(Detection annotation records)
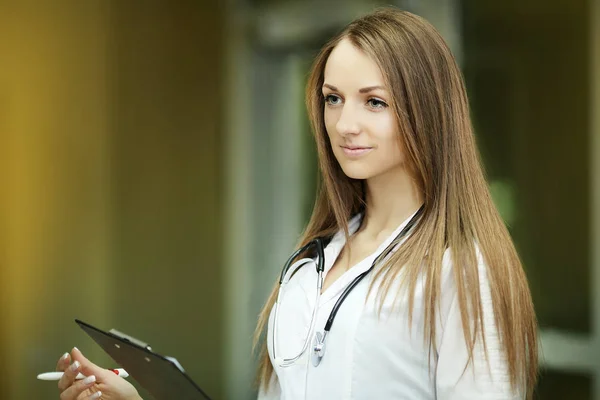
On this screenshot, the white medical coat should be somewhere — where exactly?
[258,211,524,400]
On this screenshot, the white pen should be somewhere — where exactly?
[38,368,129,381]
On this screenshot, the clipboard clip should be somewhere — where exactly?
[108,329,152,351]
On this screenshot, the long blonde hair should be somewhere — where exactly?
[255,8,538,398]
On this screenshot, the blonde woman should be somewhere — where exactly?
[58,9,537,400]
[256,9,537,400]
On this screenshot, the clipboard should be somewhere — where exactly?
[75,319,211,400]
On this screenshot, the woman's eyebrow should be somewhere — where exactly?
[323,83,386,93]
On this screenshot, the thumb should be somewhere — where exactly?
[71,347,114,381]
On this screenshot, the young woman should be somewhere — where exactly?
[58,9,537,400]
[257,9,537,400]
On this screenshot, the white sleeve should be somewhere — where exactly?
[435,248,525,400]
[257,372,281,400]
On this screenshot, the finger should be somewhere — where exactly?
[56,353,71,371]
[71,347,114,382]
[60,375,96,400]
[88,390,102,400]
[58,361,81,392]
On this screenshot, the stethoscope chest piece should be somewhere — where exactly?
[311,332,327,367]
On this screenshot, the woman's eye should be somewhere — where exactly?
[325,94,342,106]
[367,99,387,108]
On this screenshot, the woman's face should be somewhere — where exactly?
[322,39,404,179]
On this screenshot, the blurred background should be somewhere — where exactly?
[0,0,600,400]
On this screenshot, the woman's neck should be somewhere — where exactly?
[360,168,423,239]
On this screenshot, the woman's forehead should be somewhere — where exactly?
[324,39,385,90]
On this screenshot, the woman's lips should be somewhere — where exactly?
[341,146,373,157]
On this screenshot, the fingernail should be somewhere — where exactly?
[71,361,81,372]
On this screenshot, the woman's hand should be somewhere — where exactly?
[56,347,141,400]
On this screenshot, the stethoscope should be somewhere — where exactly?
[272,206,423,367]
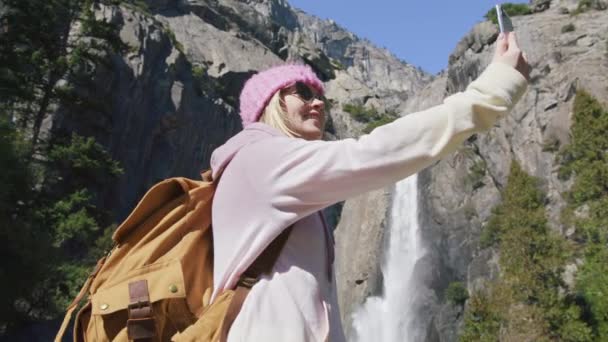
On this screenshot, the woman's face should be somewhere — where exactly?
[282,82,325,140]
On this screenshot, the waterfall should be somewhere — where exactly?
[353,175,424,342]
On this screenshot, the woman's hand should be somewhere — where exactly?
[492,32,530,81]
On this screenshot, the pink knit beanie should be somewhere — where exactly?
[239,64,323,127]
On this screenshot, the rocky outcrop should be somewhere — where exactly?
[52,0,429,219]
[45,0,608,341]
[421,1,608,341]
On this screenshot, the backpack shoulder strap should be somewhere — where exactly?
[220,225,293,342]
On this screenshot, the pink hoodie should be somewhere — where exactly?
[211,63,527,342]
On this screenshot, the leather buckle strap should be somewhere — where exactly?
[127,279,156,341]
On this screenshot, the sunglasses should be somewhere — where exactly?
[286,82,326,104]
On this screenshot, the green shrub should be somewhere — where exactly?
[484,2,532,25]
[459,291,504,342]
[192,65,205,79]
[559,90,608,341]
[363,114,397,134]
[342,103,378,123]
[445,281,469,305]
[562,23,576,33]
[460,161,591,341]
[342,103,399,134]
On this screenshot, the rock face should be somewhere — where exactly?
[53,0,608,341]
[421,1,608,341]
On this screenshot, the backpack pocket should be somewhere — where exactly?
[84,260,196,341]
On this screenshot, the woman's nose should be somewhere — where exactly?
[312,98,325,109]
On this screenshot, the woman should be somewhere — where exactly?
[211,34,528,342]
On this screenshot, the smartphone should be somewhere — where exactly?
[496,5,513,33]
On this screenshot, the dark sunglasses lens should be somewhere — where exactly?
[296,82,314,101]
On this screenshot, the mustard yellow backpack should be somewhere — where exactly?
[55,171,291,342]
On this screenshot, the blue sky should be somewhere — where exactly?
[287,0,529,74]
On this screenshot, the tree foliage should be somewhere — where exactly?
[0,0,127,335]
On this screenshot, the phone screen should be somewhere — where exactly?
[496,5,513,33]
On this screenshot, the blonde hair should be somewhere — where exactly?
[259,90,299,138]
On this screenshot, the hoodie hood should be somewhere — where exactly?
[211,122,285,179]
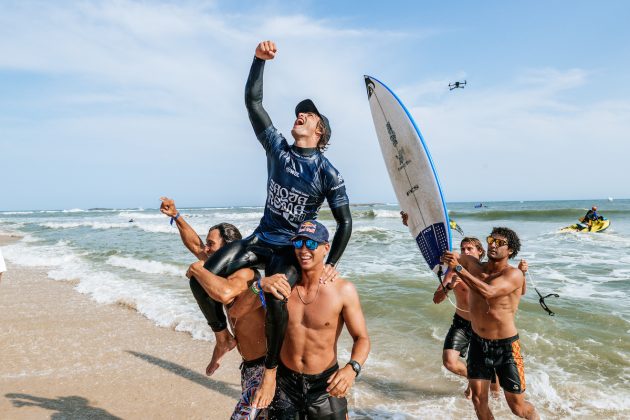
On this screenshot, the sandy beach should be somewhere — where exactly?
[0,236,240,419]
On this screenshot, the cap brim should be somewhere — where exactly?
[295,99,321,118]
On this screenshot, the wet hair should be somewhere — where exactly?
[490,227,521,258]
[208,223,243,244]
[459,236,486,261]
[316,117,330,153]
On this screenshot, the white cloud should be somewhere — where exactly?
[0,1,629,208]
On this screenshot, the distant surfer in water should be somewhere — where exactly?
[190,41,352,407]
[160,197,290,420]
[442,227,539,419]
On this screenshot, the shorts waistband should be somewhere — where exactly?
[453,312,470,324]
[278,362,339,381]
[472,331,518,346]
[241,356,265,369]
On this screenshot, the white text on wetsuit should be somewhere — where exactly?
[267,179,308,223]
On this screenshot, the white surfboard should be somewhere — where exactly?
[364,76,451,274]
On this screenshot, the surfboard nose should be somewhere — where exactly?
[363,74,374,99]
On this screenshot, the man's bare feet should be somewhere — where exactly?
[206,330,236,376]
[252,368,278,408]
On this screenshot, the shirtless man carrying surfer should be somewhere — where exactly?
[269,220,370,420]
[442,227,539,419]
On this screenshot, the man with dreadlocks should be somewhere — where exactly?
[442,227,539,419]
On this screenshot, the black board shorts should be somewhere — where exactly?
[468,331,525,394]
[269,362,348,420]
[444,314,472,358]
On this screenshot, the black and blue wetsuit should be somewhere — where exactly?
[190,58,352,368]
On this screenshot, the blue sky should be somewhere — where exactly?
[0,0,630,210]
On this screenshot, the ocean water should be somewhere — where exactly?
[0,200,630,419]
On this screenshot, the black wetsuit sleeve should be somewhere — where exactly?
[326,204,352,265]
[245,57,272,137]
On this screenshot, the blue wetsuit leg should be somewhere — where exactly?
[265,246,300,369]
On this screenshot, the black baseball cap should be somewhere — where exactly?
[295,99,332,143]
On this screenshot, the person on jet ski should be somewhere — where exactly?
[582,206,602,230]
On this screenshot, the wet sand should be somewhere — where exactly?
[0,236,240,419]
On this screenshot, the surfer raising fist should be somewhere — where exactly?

• Directions
Offset each bounding-box coordinate by 3 and reproduce every line of the records from the start up to and including the line with "[75,319,211,400]". Leave out the pictures.

• The reply
On this screenshot, the white medical coat should be somewhere — where exactly?
[261,214,527,403]
On this screenshot, the white pen should be somewhere — where exactly?
[41,371,132,384]
On this screenshot, the clipboard clip should be somewhere — where exactly?
[111,332,155,354]
On this screenshot, the long blonde hair should be somewhere — where exactly?
[258,11,541,401]
On this screenshot, the blonde woman should be somewhere — where exactly?
[61,12,540,403]
[259,12,540,403]
On this screenshot, the clipboard should be somewhere — where exactly?
[78,322,214,403]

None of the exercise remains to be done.